• [YOUR INSTRUCTIONS]: Could you please reproduce the entries exactly, leaving out any pictures?

(INPUT RECORDS begins)

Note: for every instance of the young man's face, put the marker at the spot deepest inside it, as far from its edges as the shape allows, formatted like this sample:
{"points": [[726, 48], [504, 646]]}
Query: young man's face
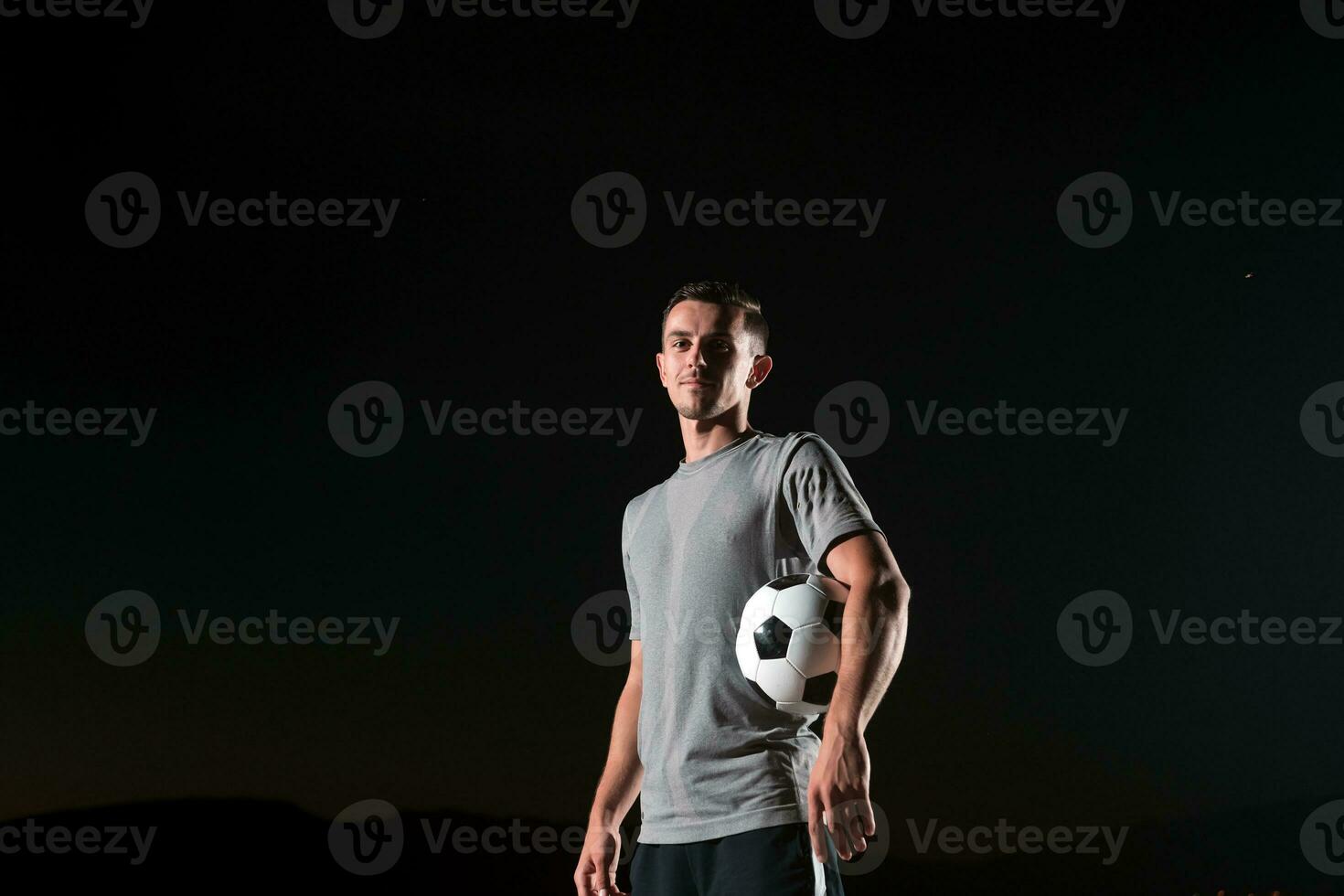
{"points": [[707, 361]]}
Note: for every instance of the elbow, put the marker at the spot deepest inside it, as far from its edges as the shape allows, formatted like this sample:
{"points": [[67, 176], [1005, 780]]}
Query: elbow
{"points": [[891, 589]]}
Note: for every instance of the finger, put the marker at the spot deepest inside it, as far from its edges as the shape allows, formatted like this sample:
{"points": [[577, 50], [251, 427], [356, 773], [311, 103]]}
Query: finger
{"points": [[840, 830], [854, 825], [583, 878], [815, 822], [869, 818], [612, 890]]}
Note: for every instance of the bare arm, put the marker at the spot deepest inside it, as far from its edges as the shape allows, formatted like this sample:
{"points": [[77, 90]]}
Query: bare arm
{"points": [[615, 793], [624, 773]]}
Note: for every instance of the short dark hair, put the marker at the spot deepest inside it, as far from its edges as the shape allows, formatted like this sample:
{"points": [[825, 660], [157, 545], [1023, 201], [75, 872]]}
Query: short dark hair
{"points": [[720, 293]]}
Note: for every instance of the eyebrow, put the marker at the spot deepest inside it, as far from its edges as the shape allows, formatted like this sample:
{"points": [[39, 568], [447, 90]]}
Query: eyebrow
{"points": [[682, 332]]}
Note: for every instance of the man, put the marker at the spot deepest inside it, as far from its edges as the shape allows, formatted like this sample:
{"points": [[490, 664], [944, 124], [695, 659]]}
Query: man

(INPUT RECORDS ends)

• [OUTPUT OF THE TASK]:
Note: for every instance of the young man's face, put the marker at the spot deepest inside it, as far from its edges as the shape allows, formatted like this sample:
{"points": [[726, 48], [504, 646]]}
Query: young man's face
{"points": [[707, 361]]}
Note: for every instance of the elbow, put the marker at the spot deepest inside it, as far from its edges as the shape allows, formatted like this sample:
{"points": [[67, 176], [1005, 780]]}
Query: elbow
{"points": [[891, 589]]}
Note: for every instance of the finger, put the marker at the spot deepest inside it, as far from its edges as the shape allows, formatted like this sample:
{"points": [[577, 50], [251, 427], [356, 773], [311, 103]]}
Query: finger
{"points": [[840, 830], [854, 825], [583, 878], [815, 822], [869, 818], [612, 890]]}
Note: for every instance of the bare arm, put the marker at the spot deepest inside it, as far from its edges as the shape allows, formatted like this sample:
{"points": [[77, 90]]}
Query: bare arm
{"points": [[615, 793], [624, 773]]}
Note: for every instance of the short dark hair, put the marker at the spot deepest inside it, as far from its edges as the shape allows, formatted like this sample:
{"points": [[825, 660], [157, 545], [1023, 201], [75, 872]]}
Query: short dark hair
{"points": [[720, 293]]}
Note: for every instance of the eyebrow, put the marker at the spot deepest inside it, as far from its edges as the shape allows, formatted like this sample:
{"points": [[39, 568], [447, 90]]}
Query: eyebrow
{"points": [[682, 332]]}
Note: for every instance of the man, put the marker at the spot deepest inside it, as far from its edges as the shape allows, formatted like this sample:
{"points": [[490, 664], [944, 124], [695, 659]]}
Query: man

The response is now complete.